> [PROBLEM DESCRIPTION]: Give each of the entries below as a JSON list of strings, one string per line, leaving out blank lines.

> [RECORDS SHOWN]:
• • • • • • •

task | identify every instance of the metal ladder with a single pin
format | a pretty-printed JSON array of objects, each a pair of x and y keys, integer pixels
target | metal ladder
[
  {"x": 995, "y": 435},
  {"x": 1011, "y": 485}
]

• • • • • • •

> [RESPONSE TO THIS EXERCISE]:
[
  "task | identify every instance of the metal ladder with a single pin",
  "format | a pretty-printed JSON array of objects, each a pair of x and y keys, integer pixels",
  "target | metal ladder",
  "[",
  "  {\"x\": 995, \"y\": 435},",
  "  {\"x\": 1011, \"y\": 485}",
  "]"
]